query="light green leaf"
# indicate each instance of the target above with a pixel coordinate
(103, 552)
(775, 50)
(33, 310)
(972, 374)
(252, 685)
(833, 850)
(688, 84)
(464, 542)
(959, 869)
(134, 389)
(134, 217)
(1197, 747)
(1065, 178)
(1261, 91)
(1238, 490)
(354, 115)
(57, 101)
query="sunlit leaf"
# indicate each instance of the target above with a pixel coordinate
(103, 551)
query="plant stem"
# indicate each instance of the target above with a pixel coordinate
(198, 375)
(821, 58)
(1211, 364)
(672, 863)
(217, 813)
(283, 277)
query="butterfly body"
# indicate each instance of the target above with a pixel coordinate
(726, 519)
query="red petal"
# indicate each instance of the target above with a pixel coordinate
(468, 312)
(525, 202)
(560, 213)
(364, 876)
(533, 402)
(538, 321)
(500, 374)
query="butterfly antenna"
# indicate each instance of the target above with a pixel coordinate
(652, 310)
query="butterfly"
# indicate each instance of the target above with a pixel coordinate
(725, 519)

About this exercise: The answer should be an exact reproduction of all the entries.

Answer space:
query="light green leaf"
# indicate each instance of the target above with a pixel coordinate
(103, 552)
(775, 50)
(33, 310)
(972, 374)
(252, 685)
(833, 850)
(688, 84)
(464, 542)
(959, 869)
(134, 389)
(134, 217)
(1197, 747)
(1065, 178)
(1261, 91)
(1238, 490)
(354, 115)
(57, 101)
query="sunlit leaf"
# indicate each instance of the target above with a pixel coordinate
(103, 551)
query="plant stem"
# indicate each instance of the target above with a pixel coordinate
(198, 375)
(821, 58)
(1211, 364)
(672, 863)
(217, 813)
(283, 277)
query="butterfly body"
# indicate each instance of the target above with a pixel coordinate
(726, 519)
query="red petal"
# indicate each instance of the target above with a pixel coordinate
(468, 312)
(525, 202)
(560, 213)
(364, 876)
(533, 402)
(538, 321)
(500, 374)
query="butterfly antenna"
# indicate each instance of the target above with a pixel coordinate
(652, 310)
query="butterfly"
# indicate each instance of the target above with a pixel coordinate
(725, 519)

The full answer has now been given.